◆ **OBJECTIF A**: Filtrez les entrées et recopiez chaque ligne qui contient la chaîne « sill ».

◆ **EXTRAIT FOURNI**:
Le nom de genre Kronosaurus, qui signifie « lézard de Kronos », a été nommé d’après le titan grec Kronos. Kronos a commis de nombreux actes sauvages, notamment en mangeant ses propres enfants et en castrant son père Uranus. Le nom d’espèce queenslandicus est nommé d’après le Queensland où le spécimen type a été découvert.

Relations

Kronosaurus queenslandicus appartient à un groupe éteint de reptiles marins connu sous le nom de Plesiosauria, communément appelé plésiosaures. Avec plus de 100 genres reconnus dans le monde entier, la plupart des plésiosaures avaient généralement un cou court ou long, un corps large, quatre nageoires et une courte queue. Les premiers plésiosaures sont apparus il y a plus de 205 millions d’années, au Trias supérieur, et différentes formes se sont diversifiées au Jurassique et au Crétacé. Les derniers plésiosaures connus ont péri lors d’une extinction massive à la fin du Crétacé supérieur, il y a 65 millions d’années.

Au sein des plésiosaures, le Kronosaurus appartient à un groupe connu sous le nom de Pliosauridae. Les pliosaures comme le Kronosaurus, qui avaient une longue tête, de grandes dents, un cou court et un grand corps, sont généralement placés dans le groupe des Thalassophonea (qui signifie « tueur de mer » en grec). Les membres des Thalassophonea étaient les prédateurs dominants des environnements marins tout au long du Jurassique moyen jusqu’au début du Crétacé supérieur.

◆ **DONNÉES FOURNIES**:
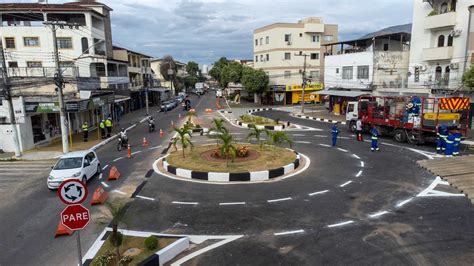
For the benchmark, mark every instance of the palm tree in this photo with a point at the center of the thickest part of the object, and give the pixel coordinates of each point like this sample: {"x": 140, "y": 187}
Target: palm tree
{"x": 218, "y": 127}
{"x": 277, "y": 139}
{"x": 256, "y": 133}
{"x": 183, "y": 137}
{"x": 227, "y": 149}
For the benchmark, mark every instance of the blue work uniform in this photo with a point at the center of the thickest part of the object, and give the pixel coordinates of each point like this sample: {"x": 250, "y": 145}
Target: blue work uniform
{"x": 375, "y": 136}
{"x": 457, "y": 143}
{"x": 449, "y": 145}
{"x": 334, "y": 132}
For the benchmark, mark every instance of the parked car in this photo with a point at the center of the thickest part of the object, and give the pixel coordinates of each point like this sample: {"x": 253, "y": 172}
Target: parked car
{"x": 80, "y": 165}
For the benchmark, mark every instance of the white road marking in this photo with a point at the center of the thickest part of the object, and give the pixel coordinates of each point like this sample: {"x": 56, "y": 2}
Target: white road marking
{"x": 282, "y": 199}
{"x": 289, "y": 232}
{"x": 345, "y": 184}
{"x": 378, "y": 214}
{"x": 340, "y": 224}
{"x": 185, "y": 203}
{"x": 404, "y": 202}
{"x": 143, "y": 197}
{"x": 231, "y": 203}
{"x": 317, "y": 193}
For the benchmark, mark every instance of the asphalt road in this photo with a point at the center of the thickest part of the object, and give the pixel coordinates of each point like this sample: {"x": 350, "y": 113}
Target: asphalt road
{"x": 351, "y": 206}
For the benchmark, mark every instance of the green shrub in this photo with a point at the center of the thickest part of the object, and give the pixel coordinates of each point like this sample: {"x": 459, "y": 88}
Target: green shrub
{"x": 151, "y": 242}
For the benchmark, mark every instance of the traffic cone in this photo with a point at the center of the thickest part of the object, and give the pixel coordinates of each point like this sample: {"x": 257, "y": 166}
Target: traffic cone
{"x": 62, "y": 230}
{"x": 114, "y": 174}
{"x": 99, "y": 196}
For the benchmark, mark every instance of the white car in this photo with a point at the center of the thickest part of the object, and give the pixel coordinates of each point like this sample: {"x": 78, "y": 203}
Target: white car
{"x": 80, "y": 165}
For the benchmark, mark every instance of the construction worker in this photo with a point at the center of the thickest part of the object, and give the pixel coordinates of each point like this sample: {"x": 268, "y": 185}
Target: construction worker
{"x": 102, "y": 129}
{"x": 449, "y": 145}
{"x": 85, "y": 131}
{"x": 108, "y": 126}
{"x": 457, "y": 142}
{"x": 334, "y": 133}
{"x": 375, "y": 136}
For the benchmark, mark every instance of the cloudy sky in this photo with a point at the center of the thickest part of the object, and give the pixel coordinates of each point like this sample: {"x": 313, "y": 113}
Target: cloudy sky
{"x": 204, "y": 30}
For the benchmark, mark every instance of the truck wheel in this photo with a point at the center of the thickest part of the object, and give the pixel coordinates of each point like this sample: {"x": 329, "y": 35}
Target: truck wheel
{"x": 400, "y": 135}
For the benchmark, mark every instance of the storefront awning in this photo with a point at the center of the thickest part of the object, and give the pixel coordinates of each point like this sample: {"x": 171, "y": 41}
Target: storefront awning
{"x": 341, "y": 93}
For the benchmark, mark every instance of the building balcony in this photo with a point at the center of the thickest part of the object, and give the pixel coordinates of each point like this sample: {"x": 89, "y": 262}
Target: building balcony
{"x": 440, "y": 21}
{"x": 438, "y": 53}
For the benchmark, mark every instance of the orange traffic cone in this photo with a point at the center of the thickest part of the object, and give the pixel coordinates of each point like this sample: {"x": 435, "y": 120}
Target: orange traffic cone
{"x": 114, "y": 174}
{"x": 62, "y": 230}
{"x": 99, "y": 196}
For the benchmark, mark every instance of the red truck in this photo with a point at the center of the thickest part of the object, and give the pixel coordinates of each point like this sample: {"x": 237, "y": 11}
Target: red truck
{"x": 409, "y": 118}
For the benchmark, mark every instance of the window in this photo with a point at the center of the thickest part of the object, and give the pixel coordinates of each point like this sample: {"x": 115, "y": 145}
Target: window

* * *

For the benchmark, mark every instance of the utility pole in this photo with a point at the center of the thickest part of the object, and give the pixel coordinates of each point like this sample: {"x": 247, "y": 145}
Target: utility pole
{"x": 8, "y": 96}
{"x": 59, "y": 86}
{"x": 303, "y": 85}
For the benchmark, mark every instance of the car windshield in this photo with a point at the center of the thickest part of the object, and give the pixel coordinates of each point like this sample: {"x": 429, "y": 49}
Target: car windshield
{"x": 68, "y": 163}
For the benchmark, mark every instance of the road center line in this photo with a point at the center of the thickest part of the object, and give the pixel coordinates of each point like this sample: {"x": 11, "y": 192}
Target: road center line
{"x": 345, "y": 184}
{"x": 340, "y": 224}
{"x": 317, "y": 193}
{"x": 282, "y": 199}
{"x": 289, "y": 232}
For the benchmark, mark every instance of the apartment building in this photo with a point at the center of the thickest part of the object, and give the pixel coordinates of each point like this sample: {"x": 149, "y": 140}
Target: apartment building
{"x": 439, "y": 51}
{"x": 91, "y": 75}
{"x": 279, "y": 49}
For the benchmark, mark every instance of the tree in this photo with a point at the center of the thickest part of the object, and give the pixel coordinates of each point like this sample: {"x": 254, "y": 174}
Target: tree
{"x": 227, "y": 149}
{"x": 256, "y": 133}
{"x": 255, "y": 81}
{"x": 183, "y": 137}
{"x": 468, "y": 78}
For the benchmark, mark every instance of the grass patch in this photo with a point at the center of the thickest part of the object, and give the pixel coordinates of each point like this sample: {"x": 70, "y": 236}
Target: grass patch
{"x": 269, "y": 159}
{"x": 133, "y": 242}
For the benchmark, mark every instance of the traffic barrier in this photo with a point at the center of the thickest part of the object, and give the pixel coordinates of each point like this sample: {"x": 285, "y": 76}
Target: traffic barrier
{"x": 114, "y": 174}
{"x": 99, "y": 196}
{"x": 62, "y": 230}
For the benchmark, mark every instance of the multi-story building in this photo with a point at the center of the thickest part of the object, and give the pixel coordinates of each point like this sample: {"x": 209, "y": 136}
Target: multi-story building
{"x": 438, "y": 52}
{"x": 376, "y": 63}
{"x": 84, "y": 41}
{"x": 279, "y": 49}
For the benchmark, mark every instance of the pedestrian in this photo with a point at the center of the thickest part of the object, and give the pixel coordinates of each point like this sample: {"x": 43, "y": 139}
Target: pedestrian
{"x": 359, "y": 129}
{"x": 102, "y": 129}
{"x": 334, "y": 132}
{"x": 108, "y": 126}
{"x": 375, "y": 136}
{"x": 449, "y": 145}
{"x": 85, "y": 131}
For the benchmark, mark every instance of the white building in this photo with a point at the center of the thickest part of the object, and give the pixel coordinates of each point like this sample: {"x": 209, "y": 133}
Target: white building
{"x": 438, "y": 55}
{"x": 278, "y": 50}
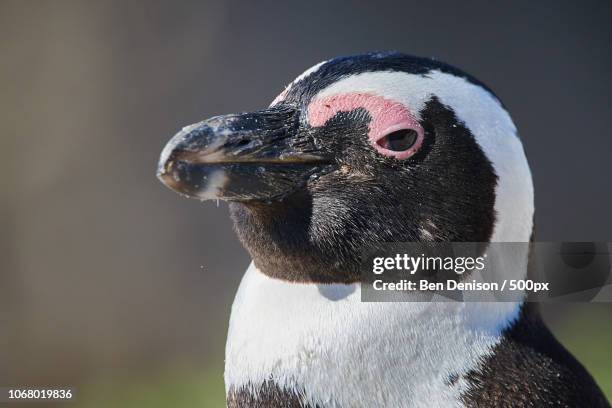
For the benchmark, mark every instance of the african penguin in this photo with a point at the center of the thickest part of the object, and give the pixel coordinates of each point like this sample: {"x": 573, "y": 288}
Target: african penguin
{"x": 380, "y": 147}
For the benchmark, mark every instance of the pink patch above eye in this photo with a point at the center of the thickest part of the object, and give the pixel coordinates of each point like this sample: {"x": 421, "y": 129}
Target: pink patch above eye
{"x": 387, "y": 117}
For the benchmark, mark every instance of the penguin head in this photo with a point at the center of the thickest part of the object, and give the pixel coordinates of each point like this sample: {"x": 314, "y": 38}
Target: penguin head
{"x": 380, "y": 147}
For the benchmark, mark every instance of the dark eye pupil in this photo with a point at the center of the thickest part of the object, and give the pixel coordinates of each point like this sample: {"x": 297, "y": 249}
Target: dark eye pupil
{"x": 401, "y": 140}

--

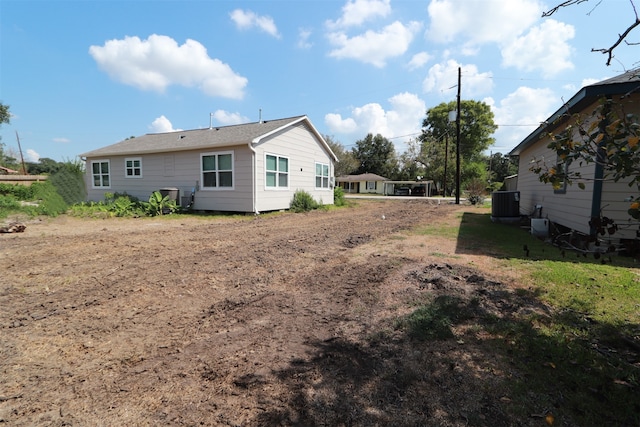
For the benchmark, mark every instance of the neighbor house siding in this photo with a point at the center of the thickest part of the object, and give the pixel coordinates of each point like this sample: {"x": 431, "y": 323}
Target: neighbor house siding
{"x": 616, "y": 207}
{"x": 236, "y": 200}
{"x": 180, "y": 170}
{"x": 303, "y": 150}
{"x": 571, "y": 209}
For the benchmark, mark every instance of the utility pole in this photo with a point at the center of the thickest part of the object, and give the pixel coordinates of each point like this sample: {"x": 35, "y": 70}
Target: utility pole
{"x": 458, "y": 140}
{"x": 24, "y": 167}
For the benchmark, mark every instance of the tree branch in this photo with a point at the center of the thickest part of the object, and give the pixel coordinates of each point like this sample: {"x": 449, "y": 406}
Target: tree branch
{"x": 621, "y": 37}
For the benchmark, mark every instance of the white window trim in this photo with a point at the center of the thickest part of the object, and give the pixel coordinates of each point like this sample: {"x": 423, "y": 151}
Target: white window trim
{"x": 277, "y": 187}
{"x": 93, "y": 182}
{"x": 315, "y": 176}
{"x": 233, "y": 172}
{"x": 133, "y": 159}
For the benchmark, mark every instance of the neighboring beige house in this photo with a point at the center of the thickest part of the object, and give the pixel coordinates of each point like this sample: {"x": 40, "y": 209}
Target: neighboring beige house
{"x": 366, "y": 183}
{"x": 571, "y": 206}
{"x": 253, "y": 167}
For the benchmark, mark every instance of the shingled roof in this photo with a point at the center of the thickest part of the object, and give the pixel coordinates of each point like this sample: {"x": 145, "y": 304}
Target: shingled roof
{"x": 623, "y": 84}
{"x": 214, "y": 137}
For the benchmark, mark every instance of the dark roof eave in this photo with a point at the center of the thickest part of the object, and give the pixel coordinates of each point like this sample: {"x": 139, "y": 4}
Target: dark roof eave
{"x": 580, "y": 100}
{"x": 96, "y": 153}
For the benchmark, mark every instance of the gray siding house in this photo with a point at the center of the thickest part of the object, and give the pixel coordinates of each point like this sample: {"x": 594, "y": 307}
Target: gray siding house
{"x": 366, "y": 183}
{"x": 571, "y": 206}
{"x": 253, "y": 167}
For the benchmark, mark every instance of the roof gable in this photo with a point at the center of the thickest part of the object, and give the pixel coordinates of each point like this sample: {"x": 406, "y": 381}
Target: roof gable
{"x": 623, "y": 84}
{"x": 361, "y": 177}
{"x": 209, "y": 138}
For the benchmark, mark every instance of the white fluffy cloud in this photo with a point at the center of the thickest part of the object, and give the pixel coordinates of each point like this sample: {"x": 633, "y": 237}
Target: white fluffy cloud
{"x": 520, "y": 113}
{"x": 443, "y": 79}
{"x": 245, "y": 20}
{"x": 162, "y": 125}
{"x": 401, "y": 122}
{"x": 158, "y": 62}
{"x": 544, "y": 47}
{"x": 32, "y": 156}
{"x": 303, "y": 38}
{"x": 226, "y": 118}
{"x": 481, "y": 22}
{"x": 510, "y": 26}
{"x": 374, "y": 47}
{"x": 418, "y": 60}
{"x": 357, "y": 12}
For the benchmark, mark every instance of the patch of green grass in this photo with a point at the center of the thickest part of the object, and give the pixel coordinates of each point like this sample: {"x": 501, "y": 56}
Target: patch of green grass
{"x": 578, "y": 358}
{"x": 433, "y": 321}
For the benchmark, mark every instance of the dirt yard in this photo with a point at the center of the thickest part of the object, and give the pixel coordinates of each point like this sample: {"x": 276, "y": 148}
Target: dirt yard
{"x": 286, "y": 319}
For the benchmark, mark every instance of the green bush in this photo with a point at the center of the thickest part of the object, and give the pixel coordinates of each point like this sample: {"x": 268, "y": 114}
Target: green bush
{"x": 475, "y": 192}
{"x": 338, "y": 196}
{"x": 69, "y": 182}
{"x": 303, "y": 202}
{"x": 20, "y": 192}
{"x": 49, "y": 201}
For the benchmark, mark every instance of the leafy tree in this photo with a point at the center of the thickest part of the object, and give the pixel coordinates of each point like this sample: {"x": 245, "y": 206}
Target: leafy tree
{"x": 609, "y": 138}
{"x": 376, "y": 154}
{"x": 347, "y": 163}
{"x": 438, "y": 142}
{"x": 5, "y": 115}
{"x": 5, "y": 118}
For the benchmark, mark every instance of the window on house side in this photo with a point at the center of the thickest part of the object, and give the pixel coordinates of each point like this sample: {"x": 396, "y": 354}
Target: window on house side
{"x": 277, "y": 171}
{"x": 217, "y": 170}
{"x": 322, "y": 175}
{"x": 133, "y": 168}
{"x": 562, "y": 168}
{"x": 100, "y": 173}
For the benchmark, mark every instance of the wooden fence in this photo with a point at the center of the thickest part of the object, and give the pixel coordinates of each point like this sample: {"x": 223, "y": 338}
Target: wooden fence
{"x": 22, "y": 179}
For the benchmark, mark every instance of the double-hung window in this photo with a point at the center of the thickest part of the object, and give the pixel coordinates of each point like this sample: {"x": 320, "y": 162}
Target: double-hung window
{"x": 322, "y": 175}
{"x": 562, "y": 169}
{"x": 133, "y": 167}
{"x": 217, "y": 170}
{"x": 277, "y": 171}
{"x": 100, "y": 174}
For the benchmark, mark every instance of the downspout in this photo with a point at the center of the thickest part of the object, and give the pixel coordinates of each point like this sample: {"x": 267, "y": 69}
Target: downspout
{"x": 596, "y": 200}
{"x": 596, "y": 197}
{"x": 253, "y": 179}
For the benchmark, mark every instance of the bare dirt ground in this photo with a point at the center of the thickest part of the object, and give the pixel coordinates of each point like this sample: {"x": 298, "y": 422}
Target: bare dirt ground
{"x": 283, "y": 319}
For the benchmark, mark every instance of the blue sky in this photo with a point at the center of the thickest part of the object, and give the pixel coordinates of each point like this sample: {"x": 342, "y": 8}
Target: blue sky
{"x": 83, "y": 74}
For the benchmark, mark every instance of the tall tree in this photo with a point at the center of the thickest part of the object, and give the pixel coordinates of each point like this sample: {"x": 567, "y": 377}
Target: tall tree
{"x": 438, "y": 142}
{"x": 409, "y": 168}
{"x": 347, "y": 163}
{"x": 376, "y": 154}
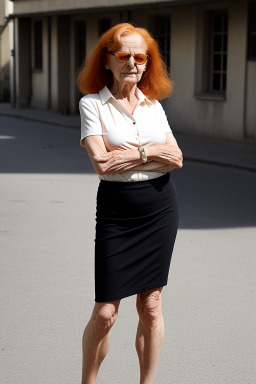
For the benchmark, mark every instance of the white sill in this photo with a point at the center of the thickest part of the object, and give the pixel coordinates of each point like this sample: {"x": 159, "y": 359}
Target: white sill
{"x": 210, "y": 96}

◆ **OBJECTIF B**: Indiquez, s'il vous plaît, d'après quoi le nom d'espèce queenslandicus a été choisi, selon l'extrait fourni.

◆ **RÉPONSE ATTENDUE A**:
For the benchmark, mark every instance of the white sill in this photo with a point at the center of the thickest part of the object, and give the pixel coordinates of each point like this sample: {"x": 159, "y": 359}
Target: white sill

◆ **RÉPONSE ATTENDUE B**: D'après le Queensland, où le spécimen type a été découvert.